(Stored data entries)

-=-=-

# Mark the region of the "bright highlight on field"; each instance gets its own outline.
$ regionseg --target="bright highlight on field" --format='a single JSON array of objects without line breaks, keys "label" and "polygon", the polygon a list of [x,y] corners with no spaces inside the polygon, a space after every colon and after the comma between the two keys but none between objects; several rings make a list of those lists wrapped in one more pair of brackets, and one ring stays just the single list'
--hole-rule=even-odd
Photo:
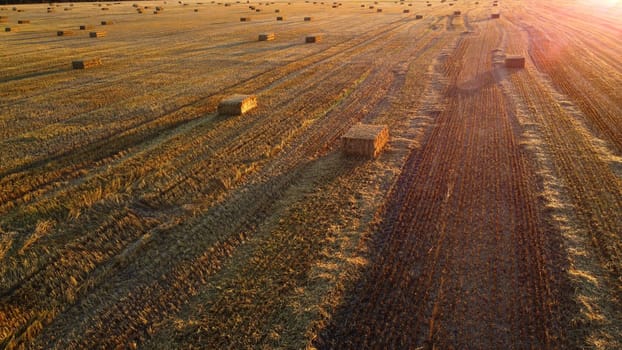
[{"label": "bright highlight on field", "polygon": [[622,348],[620,18],[0,5],[0,348]]}]

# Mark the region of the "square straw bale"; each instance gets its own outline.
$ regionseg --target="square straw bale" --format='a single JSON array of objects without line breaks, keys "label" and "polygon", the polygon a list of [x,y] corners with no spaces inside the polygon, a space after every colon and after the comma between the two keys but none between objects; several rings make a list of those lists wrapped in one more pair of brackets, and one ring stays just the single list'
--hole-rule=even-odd
[{"label": "square straw bale", "polygon": [[359,123],[341,138],[343,151],[347,155],[376,158],[389,140],[386,125]]},{"label": "square straw bale", "polygon": [[220,101],[218,114],[241,115],[255,107],[257,107],[257,96],[236,94]]}]

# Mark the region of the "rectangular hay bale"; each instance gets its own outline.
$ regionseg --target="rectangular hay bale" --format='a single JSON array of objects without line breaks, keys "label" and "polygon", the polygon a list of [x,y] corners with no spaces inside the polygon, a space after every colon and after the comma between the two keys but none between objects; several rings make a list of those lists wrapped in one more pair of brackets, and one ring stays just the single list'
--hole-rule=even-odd
[{"label": "rectangular hay bale", "polygon": [[89,37],[91,38],[103,38],[106,36],[106,32],[90,32]]},{"label": "rectangular hay bale", "polygon": [[30,23],[29,19],[20,19],[17,21],[17,24],[28,24]]},{"label": "rectangular hay bale", "polygon": [[259,41],[274,40],[274,33],[261,33],[259,34]]},{"label": "rectangular hay bale", "polygon": [[386,125],[359,123],[341,138],[343,151],[347,155],[376,158],[389,140]]},{"label": "rectangular hay bale", "polygon": [[510,55],[505,57],[506,68],[525,68],[525,57]]},{"label": "rectangular hay bale", "polygon": [[80,26],[80,30],[87,30],[87,29],[91,29],[93,28],[92,25],[88,25],[88,24],[83,24]]},{"label": "rectangular hay bale", "polygon": [[218,114],[241,115],[255,107],[257,107],[257,96],[236,94],[220,101]]},{"label": "rectangular hay bale", "polygon": [[57,36],[69,36],[69,35],[73,35],[73,31],[71,30],[59,30],[56,32]]},{"label": "rectangular hay bale", "polygon": [[490,18],[499,18],[501,15],[499,13],[493,13],[490,15]]},{"label": "rectangular hay bale", "polygon": [[91,58],[88,60],[72,61],[71,66],[73,69],[87,69],[101,65],[102,62],[99,58]]},{"label": "rectangular hay bale", "polygon": [[309,22],[309,21],[311,21],[311,17],[305,17],[304,20],[305,20],[305,22]]},{"label": "rectangular hay bale", "polygon": [[307,35],[305,38],[306,43],[319,43],[320,41],[322,41],[322,34]]}]

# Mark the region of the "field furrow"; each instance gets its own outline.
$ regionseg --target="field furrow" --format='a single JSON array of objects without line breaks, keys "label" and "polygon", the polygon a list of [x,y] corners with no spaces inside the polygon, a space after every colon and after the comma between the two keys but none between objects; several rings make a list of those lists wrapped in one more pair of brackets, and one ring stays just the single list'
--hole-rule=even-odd
[{"label": "field furrow", "polygon": [[491,72],[501,33],[482,26],[440,64],[445,110],[402,169],[371,264],[320,348],[564,344],[559,233]]}]

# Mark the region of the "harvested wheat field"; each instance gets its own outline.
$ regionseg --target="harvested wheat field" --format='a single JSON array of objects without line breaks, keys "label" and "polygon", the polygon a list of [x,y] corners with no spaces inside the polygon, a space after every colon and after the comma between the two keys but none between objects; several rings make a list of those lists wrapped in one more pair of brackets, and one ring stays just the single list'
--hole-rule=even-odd
[{"label": "harvested wheat field", "polygon": [[622,348],[619,1],[48,7],[0,6],[0,348]]}]

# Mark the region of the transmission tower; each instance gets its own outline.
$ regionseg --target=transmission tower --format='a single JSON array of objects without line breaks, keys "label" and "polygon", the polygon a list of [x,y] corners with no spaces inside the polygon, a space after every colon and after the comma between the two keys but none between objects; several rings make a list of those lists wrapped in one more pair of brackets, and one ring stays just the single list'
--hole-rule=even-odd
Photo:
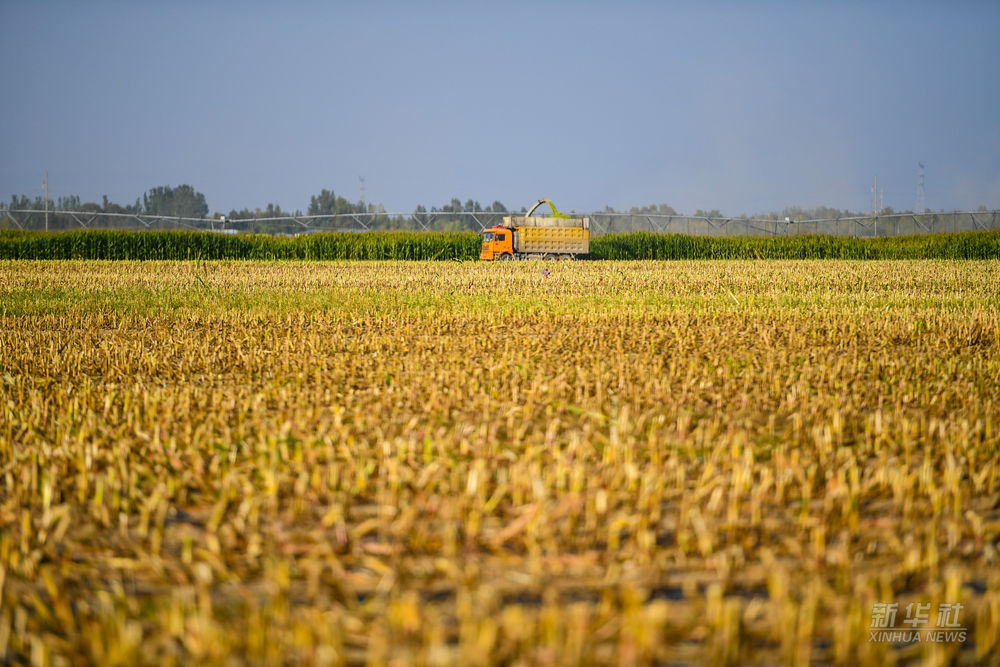
[{"label": "transmission tower", "polygon": [[924,192],[924,163],[918,162],[920,171],[917,172],[917,210],[915,213],[923,213],[927,210],[927,193]]},{"label": "transmission tower", "polygon": [[361,181],[361,205],[365,205],[365,177],[358,176],[358,180]]}]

-=-=-

▶ EXERCISE
Although the records contain pictures, only their text should be repeated, exactly as it appears.

▶ RESULT
# Mark the region of the "bright highlight on field"; each instance gets its own outline.
$ regionseg --target="bright highlight on field" --format='a single JSON array of objects without line breaks, keys "label" and "polygon", the polygon a list of [x,y] corners with no spaces inside the polygon, a space after every colon and after the comma between the two keys but none between objects; several rings make a list of those lists wrapped in one more pair of brackets, and one ring stays just the single list'
--hole-rule=even-odd
Photo:
[{"label": "bright highlight on field", "polygon": [[622,348],[620,18],[0,5],[0,348]]}]

# Mark the region of the "square straw bale"; each instance gets its own outline.
$ regionseg --target="square straw bale" --format='a single JSON array of objects without line breaks, keys "label" and "polygon", the polygon a list of [x,y] corners with no spaces inside the polygon, a space after every colon and after the comma between the two keys but none between objects; several rings make a list of those lists wrapped in one more pair of brackets, and one ring stays just the single list'
--hole-rule=even-odd
[{"label": "square straw bale", "polygon": [[359,123],[341,138],[343,151],[347,155],[376,158],[389,140],[386,125]]},{"label": "square straw bale", "polygon": [[220,101],[218,114],[241,115],[255,107],[257,107],[257,96],[236,94]]}]

# Mark the region of the "rectangular hay bale"; each instance gets its own outline.
$ regionseg --target="rectangular hay bale" --format='a single JSON array of objects without line breaks, keys "label" and "polygon", the polygon a list of [x,y] corners with no spaces inside the polygon, a space after every colon and after the comma between the two keys but none between objects; several rings make a list of those lists wrapped in one more pair of brackets, and one ring stays just the single list'
--hole-rule=even-odd
[{"label": "rectangular hay bale", "polygon": [[89,37],[91,38],[103,38],[106,36],[106,32],[90,32]]},{"label": "rectangular hay bale", "polygon": [[30,23],[29,19],[20,19],[17,21],[17,24],[28,24]]},{"label": "rectangular hay bale", "polygon": [[259,41],[274,40],[274,33],[261,33],[259,34]]},{"label": "rectangular hay bale", "polygon": [[386,125],[359,123],[341,138],[343,151],[347,155],[376,158],[389,140]]},{"label": "rectangular hay bale", "polygon": [[510,55],[505,57],[506,68],[525,68],[525,57]]},{"label": "rectangular hay bale", "polygon": [[80,26],[80,30],[87,30],[87,29],[91,29],[93,28],[92,25],[88,25],[88,24],[83,24]]},{"label": "rectangular hay bale", "polygon": [[218,114],[241,115],[255,107],[257,107],[257,96],[236,94],[220,101]]},{"label": "rectangular hay bale", "polygon": [[57,36],[69,36],[69,35],[73,35],[73,31],[71,30],[59,30],[56,32]]},{"label": "rectangular hay bale", "polygon": [[490,18],[499,18],[501,15],[499,13],[493,13],[490,15]]},{"label": "rectangular hay bale", "polygon": [[91,58],[88,60],[72,61],[71,66],[73,69],[87,69],[101,65],[102,62],[99,58]]},{"label": "rectangular hay bale", "polygon": [[309,22],[309,21],[311,21],[311,17],[305,17],[304,20],[305,20],[305,22]]},{"label": "rectangular hay bale", "polygon": [[307,35],[305,38],[306,43],[319,43],[320,41],[322,41],[322,34]]}]

# Mark the region of the "field furrow"; each instance gets its own outline.
$ regionseg --target="field furrow" --format='a single JSON array of objects without line breaks, keys "label" and "polygon", the polygon a list of [x,y] corners with no spaces inside the polygon, a space after every colon and after the comma between the two keys but none between objects; several rings make a list of those lists wrapped in one more pair of brackets, and one ring stays just the single list'
--hole-rule=even-odd
[{"label": "field furrow", "polygon": [[491,72],[501,33],[482,26],[440,64],[445,110],[402,169],[371,264],[320,348],[564,344],[559,233]]}]

# Mark the region of the "harvested wheat field"; each instance gets its own outline.
$ regionseg --target="harvested wheat field" --format='a single JSON array of objects without line breaks, keys "label" and "polygon", the polygon a list of [x,y] corners with no spaces inside the polygon, a space after every colon and after the comma between the two keys but none between objects; several rings make a list of those lists wrapped in one more pair of brackets, and one ring stays just the single list'
--hole-rule=even-odd
[{"label": "harvested wheat field", "polygon": [[622,348],[619,1],[48,7],[0,6],[0,348]]}]

# Mark the region of the transmission tower; each instance gets its own outline.
$ regionseg --target=transmission tower --format='a single JSON array of objects without line breaks, keys "label" and "polygon", the polygon a list of [x,y] corners with no spaces inside the polygon, a space after every colon and after the comma between the two keys but none between objects; several rings make a list of those lists wrapped in one more pair of brackets, and one ring stays just the single list'
--hole-rule=even-odd
Photo:
[{"label": "transmission tower", "polygon": [[924,192],[924,163],[918,162],[920,171],[917,172],[917,210],[915,213],[923,213],[927,210],[927,193]]},{"label": "transmission tower", "polygon": [[361,181],[361,205],[365,205],[365,177],[358,176],[358,180]]}]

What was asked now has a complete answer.